▶ STORED ROWS:
>> begin

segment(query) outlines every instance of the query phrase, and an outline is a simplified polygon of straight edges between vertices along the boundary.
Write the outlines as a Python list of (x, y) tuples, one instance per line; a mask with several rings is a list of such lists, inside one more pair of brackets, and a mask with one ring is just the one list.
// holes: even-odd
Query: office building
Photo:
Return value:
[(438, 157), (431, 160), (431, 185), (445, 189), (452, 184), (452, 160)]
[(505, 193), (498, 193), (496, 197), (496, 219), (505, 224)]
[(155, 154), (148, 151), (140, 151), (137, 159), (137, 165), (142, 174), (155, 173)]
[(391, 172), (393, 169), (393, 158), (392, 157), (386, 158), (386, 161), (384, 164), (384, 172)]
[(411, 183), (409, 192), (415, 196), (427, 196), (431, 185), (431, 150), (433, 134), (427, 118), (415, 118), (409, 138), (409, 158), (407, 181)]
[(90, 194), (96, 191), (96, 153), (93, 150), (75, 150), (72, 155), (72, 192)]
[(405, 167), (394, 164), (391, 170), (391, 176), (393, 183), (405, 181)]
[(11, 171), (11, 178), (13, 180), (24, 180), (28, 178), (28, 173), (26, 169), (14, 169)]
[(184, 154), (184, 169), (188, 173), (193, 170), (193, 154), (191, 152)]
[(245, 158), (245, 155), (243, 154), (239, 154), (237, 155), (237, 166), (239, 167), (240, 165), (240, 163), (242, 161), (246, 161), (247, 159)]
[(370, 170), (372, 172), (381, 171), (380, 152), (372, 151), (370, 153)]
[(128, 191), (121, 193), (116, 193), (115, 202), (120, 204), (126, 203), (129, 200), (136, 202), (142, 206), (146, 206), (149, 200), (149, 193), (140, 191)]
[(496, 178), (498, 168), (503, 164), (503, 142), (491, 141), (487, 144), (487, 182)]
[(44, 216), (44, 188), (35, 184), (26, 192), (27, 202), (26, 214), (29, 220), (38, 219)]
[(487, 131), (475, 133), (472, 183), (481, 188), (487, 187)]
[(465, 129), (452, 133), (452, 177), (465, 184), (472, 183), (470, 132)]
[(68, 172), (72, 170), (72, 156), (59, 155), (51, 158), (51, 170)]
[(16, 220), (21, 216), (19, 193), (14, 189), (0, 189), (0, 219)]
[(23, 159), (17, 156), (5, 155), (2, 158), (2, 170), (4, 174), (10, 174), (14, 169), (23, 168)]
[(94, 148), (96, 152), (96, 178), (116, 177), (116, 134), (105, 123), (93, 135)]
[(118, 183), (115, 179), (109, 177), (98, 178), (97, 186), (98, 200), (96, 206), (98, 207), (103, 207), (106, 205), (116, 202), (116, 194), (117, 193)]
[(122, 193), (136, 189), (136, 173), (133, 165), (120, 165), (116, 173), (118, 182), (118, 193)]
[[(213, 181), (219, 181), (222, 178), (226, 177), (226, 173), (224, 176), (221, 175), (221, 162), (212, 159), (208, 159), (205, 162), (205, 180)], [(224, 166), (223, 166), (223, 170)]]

>> end

▶ DIRECTIVE: Set all of the records down again, exactly as they stand.

▶ RESPONSE FOR THIS EXERCISE:
segment(query) outlines every instance of the query phrase, and an outline is a simplified polygon of straight edges between vertices along the boundary.
Write the outlines as a Python list of (x, y) tuples, one instance per line; a mask with several rings is a list of such lists, inside one more pair of brackets, and a mask with one ring is just the one list.
// holes: even-odd
Query: office building
Photo:
Return value:
[(438, 157), (431, 160), (431, 185), (445, 189), (452, 184), (452, 160)]
[(505, 193), (498, 193), (496, 197), (496, 219), (505, 224)]
[(155, 154), (148, 151), (140, 151), (137, 159), (137, 165), (142, 174), (155, 173)]
[(391, 172), (393, 169), (393, 158), (392, 157), (386, 158), (386, 161), (384, 164), (384, 172)]
[(411, 183), (409, 192), (415, 196), (427, 196), (431, 185), (431, 150), (433, 134), (427, 118), (415, 118), (409, 138), (409, 158), (407, 181)]
[(90, 194), (96, 191), (96, 153), (93, 150), (75, 150), (72, 155), (72, 192)]
[(405, 167), (394, 164), (391, 170), (391, 176), (393, 183), (405, 181)]
[(11, 171), (11, 178), (13, 180), (24, 180), (28, 178), (28, 173), (26, 169), (14, 169)]
[(184, 154), (184, 169), (188, 173), (193, 170), (193, 154), (191, 152)]
[(245, 158), (245, 155), (243, 154), (239, 154), (237, 155), (237, 166), (239, 167), (240, 165), (240, 163), (242, 161), (246, 161), (247, 159)]
[(370, 170), (372, 172), (381, 171), (380, 152), (372, 151), (370, 153)]
[(128, 191), (121, 193), (116, 193), (115, 202), (120, 204), (126, 203), (129, 200), (136, 202), (142, 206), (146, 206), (149, 200), (149, 193), (140, 191)]
[(496, 178), (498, 168), (503, 164), (503, 142), (491, 141), (487, 144), (487, 182)]
[(44, 216), (44, 188), (35, 184), (26, 192), (27, 202), (26, 214), (29, 220), (38, 219)]
[(487, 131), (475, 133), (472, 183), (481, 188), (487, 187)]
[(465, 129), (452, 133), (452, 177), (465, 184), (472, 183), (470, 132)]
[(68, 172), (72, 170), (72, 156), (59, 155), (51, 158), (51, 170)]
[(16, 220), (21, 216), (19, 193), (14, 189), (0, 189), (0, 219)]
[(23, 159), (17, 156), (5, 155), (2, 158), (2, 170), (4, 174), (10, 174), (14, 169), (23, 168)]
[(94, 148), (96, 152), (96, 178), (116, 177), (116, 134), (105, 123), (93, 135)]
[(118, 183), (115, 179), (109, 177), (98, 178), (97, 186), (98, 200), (96, 206), (98, 207), (103, 207), (106, 205), (116, 202), (116, 194), (117, 193)]
[(122, 193), (136, 189), (136, 173), (133, 165), (120, 165), (116, 173), (118, 182), (118, 193)]
[[(213, 181), (219, 181), (222, 178), (226, 177), (226, 173), (224, 176), (221, 175), (221, 162), (212, 159), (208, 159), (205, 162), (205, 180)], [(224, 166), (223, 166), (223, 170)]]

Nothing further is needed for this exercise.